▸ Task objective
Can you rewrite every item below, replacing "gets one dot" with "gets one point" and leaving everything else as it is?

▬▬▬▬▬▬

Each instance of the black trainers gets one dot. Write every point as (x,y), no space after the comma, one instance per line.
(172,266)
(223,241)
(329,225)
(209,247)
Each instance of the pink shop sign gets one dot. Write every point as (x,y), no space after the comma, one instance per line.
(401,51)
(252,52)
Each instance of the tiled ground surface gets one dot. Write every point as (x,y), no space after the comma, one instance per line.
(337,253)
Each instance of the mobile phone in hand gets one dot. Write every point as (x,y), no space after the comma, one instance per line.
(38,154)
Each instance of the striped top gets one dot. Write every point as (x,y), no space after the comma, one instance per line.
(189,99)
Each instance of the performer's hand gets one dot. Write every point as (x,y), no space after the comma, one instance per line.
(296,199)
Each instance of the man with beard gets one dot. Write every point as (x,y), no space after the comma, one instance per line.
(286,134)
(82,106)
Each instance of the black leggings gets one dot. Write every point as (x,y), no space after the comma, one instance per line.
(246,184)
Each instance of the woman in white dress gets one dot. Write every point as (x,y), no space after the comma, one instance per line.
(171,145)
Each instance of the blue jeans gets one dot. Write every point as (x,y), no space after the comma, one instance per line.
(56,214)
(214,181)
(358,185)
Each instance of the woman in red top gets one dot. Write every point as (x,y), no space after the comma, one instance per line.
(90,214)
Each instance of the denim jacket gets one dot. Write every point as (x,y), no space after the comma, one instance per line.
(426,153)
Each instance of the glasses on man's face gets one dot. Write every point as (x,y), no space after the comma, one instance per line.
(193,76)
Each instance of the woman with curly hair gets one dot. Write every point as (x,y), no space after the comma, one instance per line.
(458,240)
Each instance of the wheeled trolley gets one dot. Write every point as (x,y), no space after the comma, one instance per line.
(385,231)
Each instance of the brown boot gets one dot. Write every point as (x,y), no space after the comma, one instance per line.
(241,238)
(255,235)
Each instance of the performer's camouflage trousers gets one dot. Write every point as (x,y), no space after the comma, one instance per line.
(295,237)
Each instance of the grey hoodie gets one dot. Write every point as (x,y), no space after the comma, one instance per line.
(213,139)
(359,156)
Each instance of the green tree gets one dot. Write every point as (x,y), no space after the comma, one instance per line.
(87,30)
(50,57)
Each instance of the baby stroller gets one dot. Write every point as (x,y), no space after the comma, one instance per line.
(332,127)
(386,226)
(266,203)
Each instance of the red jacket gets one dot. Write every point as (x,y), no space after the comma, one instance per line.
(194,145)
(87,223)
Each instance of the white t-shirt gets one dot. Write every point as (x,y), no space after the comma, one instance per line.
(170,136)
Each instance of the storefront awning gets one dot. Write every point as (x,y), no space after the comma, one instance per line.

▬▬▬▬▬▬

▸ Answer to the exercise
Each instance of the black trainers gets one point. Write every point as (x,y), no space after the comma, one instance per line.
(172,266)
(223,241)
(329,225)
(209,247)
Each instance of the pink shop sign gets one point. Write every point as (x,y), no space after the comma, one instance per line.
(401,51)
(252,52)
Each instance of the tiled ground surface gets one point. Write every point as (x,y), no space after the comma, one instance per line.
(337,253)
Each instance of the mobile phone in hand gets one point. Write every point as (x,y), no space after the comma, one instance per line.
(38,154)
Each instance of the striped top gets one point. Write every point as (x,y), no space after the comma, one instance per line.
(189,99)
Each instance of the performer's hand gets one point. Write every point as (x,y), no space after the comma, one instance per line.
(296,199)
Each instance of the man with beard gets one point. Write every point as (x,y), no space after the comma, one instance per line.
(286,134)
(82,106)
Each instance of the black leggings gets one point. Write every point as (x,y), no space after the comma, one instance per line.
(246,184)
Each instance of the woman in white dress gets one point. Write every point as (x,y), no space after the comma, one instance per line.
(171,145)
Each instance of the blue jeans gets one point. Write every point as (x,y), no space after the comma, one instance per line.
(56,214)
(214,181)
(358,185)
Each instance of the woman in red top gets one point. Write every point as (x,y), no space after the comma, one instance per line.
(90,214)
Each instance of the denim jacket gets one point. Write every point as (x,y), no space after the comma, one instance per line.
(426,153)
Each instance of the glasses on man's face gets one point. Write every point as (x,y), no space after the comma, one instance per line.
(193,76)
Each instance of the woman with curly hair gets one point. Write every point as (x,y), no space after the comma, one instance per line.
(458,240)
Each instance of the wheeled trolley gets one point. Write every point as (x,y), no space after the comma, one instance per line.
(385,231)
Each instance of the brown boot gets one point. Write every point as (x,y), no space after the comma, one instance per line.
(241,238)
(255,235)
Each instance of the performer's camouflage trousers gets one point. Write every point as (x,y), no space after the comma, one instance per line.
(295,237)
Each instance of the grey hoodie gets one point. Write every point as (x,y), no space after the comma, one instance per line.
(213,139)
(359,156)
Each instance of the green tree gets one point. Write every point as (x,y), no space after the comma, one instance per line.
(87,30)
(50,57)
Each instance of the baby stroller gets one point. Write every point as (x,y), no space after the comma, one instance per line.
(332,127)
(386,226)
(266,203)
Each instance of the red jacket gets one point. Write every point as (x,y), no space after the comma, one instance per line.
(194,145)
(87,223)
Each instance of the white t-shirt gets one point. Write every point as (x,y), no space after the comma, one instance per line.
(170,136)
Each instance of the storefront awning gets one point. Write every point as (x,y), no space after the comma, one instance per line.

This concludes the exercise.